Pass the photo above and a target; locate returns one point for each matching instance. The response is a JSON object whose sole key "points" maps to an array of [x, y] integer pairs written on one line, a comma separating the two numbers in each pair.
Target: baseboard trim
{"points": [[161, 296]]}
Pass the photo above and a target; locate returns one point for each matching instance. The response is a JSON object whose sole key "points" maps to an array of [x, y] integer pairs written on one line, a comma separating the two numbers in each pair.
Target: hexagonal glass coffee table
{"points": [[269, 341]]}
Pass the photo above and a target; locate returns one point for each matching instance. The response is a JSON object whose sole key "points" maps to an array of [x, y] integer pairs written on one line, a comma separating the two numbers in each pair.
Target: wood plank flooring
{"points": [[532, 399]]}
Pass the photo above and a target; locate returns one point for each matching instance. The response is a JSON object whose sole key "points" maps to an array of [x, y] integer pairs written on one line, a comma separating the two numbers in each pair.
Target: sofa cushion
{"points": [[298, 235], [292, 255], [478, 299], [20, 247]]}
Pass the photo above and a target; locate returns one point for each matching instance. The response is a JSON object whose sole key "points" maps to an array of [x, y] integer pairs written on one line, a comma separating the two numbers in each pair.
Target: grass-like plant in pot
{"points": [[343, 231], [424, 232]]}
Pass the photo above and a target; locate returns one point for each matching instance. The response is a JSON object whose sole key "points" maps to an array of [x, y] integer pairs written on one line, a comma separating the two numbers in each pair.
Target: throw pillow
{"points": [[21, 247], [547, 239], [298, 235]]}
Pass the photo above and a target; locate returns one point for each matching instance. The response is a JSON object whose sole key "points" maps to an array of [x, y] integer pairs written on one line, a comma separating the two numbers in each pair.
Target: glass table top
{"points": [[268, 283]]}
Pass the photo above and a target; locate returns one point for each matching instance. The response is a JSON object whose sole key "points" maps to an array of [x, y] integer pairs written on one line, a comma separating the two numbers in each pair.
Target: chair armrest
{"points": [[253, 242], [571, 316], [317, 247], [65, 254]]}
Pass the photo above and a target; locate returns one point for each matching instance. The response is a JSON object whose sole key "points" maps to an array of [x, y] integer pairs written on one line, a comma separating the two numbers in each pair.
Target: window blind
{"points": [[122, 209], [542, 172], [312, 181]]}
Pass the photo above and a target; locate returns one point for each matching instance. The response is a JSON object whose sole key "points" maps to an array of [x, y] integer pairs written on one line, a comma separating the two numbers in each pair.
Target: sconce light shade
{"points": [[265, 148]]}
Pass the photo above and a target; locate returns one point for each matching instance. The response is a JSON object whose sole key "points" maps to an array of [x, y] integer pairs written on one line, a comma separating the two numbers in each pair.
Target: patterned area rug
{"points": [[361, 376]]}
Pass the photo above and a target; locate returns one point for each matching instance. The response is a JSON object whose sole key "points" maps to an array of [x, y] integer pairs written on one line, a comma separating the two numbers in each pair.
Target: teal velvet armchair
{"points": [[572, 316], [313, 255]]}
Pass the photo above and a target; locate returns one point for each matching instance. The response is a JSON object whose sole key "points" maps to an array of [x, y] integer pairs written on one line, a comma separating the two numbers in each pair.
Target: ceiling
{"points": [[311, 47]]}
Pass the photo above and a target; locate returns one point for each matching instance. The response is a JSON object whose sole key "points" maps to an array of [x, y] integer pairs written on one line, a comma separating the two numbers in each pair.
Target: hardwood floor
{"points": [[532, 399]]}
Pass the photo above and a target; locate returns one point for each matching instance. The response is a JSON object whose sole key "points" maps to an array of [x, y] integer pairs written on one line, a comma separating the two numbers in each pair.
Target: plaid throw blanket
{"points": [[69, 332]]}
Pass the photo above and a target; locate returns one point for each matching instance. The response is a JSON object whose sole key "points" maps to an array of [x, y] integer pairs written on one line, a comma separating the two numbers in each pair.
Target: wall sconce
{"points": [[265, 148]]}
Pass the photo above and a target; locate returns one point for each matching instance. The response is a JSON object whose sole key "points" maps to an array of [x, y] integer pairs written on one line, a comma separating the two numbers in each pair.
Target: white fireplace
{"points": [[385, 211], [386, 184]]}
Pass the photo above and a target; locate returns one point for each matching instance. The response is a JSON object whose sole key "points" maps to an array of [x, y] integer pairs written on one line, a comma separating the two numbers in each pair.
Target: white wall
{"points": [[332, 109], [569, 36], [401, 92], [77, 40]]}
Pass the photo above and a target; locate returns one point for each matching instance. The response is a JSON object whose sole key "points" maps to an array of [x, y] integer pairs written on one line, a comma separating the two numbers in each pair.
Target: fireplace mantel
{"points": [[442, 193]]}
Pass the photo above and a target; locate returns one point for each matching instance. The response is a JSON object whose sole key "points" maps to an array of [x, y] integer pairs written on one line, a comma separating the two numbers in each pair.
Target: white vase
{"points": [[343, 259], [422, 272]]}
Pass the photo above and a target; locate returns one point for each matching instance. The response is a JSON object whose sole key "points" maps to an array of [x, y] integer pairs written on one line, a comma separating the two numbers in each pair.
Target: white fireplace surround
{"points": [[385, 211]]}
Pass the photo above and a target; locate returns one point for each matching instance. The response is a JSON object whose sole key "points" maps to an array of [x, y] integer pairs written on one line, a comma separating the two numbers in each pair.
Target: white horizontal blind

══════════════════════════════

*Required work:*
The expected output is the complete listing, word for word.

*Answer space:*
Pass the photo above and a target; locate returns one point for each matching instance. The response is a JSON object whose sole key "points" maps to an array of [x, y] integer pairs written on one line, a comma separating the two numbers in each pair.
Target: baseboard trim
{"points": [[161, 296]]}
Pass the photo above and a target; locate returns one point for each matching instance. The response is a JSON object whose sole key "points" maps to an array of [x, y] integer pairs written on one line, a comma separating the two numbers in each pair.
Target: hexagonal glass coffee table
{"points": [[269, 341]]}
Pass the photo above and a target; locate returns one point for each matching instance. The response is a JSON object whose sole key "points" maps to an array of [x, y] integer pairs written on one line, a comma separating the two numbers in each pair.
Target: wood plank flooring
{"points": [[532, 399]]}
Pass the photo above and a target; locate returns one point for each matching instance. The response is a JSON object whose sole key "points" maps to an array of [x, y] integer pairs written on one line, a comma separating the two numbers in each pair.
Target: sofa cushion
{"points": [[298, 235], [292, 255], [478, 299], [20, 247]]}
Pass the photo above and a target; locate returns one point for each matching instance. The response is a JSON object whose sole key "points" maps to an array of [x, y] integer pairs written on one line, a comma separating the two numbers in each pair.
Target: grass-like plant in pot
{"points": [[343, 231], [424, 232]]}
Pass the photo above and a target; locate returns one point for each matching instance. The response is a JSON object whose sole key "points" maps to an array of [x, y] integer pairs written on one line, a comma separating the two numbers in each pair.
Target: throw pillow
{"points": [[21, 247], [547, 239], [298, 235]]}
Pass the photo above and a target; locate returns one point for each matching instance. The response is a JSON object whose sole key "points" maps to an array of [x, y] integer pairs written on one line, a comma separating the two numbers in each pair.
Target: glass table top
{"points": [[268, 283]]}
Pass the photo above and a target; locate returns one point for each matching instance. The response is a JSON object whose sole key "points" maps to an array of [x, y] integer pairs written on one line, a comma separating the two numbers in each pair.
Target: chair armrest
{"points": [[253, 242], [571, 316], [317, 247], [65, 254]]}
Pass the photo above and a target; locate returns one point for each matching instance. The response is a JSON object whose sole key "points" maps to an array of [x, y] integer pairs written on one line, a comma separating the two numbers in each pair.
Target: window blind
{"points": [[122, 209], [542, 172], [312, 181]]}
Pass the photo above and a target; locate returns one point for each matching instance. The response is a JSON object whose sole key "points" maps to an array of [x, y] integer pairs written on one line, a comma separating the two numbers in each pair.
Target: sconce light shade
{"points": [[265, 148]]}
Pass the photo above and a target; locate returns one point for each matching instance. The response is a JSON object whose sole key "points" maps to an array of [x, y] integer pairs written on one line, a comma separating the two numbers in each pair.
Target: patterned area rug
{"points": [[361, 376]]}
Pass the photo above and a target; locate returns one point for each matching instance. The response is a JSON object whose sole key "points" maps to an array of [x, y] integer pairs written on one line, a comma separating the two numbers in each pair.
Target: teal velvet armchair
{"points": [[572, 316], [313, 255]]}
Pass the photo above and a target; locate returns one point for each matching instance. The response is a JSON object whose sole key "points" maps to an array of [x, y] integer pairs written on one line, a comma separating the two numbers in each pair.
Target: ceiling
{"points": [[311, 47]]}
Pass the photo above and a target; locate returns one point for each matching instance. The response is a JSON object whose sole key "points" maps to an array of [x, y] integer pairs written on one line, a comma separating the two numbers in each pair.
Target: hardwood floor
{"points": [[532, 399]]}
Pass the photo above and a target; locate returns one point for each matching instance. The response is a JSON object whose sole key "points" maps to an array of [x, y] integer pairs written on one line, a comma separating the two numbers in each pair.
Target: plaid throw blanket
{"points": [[69, 332]]}
Pass the photo above and a target; locate returns one point for each matching instance. The response is a JSON object whose sole key "points" maps to an array of [x, y] integer pairs written on one line, a comma separating the two numbers in each pair.
Target: wall sconce
{"points": [[265, 148]]}
Pass the photo above and a target; locate returns one point for each matching instance. The response is a JSON object whose sole key "points" maps to an array of [x, y] integer pairs written on one line, a comma separating the two numbers in each pair.
Target: white fireplace
{"points": [[385, 211], [386, 184]]}
Pass the photo above and a target; locate returns one point for each matching instance. The response is a JSON object whose sole key "points" maps to an array of [x, y] integer pairs written on one line, a comma separating the two numbers in each pair.
Target: white wall
{"points": [[332, 109], [569, 36], [401, 92], [77, 40]]}
Pass the photo above and a target; locate returns one point for each matching instance. The response is a JSON object whose sole key "points" maps to an array of [x, y] integer pairs written on one line, a comma separating the two numbers in each pair.
Target: fireplace mantel
{"points": [[442, 193]]}
Pass the photo above and a target; locate returns one point for each matching instance. The response is a JSON object whose sole key "points" maps to an array of [x, y] integer pairs written on one line, a comma separating the two numbers in each pair.
Target: white vase
{"points": [[343, 259], [422, 272]]}
Pass the photo above and a target; locate returns one point for each matching instance. The response is a JSON object whose sole key "points" maps to an array of [x, y] integer pairs written on one line, a comma separating the two numbers in each pair.
Target: white fireplace surround
{"points": [[385, 211]]}
Pass the photo above and a target; locate returns one point for each matching instance. The response is a JSON object whose sole key "points" maps to an array of [x, y] integer pairs written on one line, a comma separating the two numbers in each pair.
Target: white horizontal blind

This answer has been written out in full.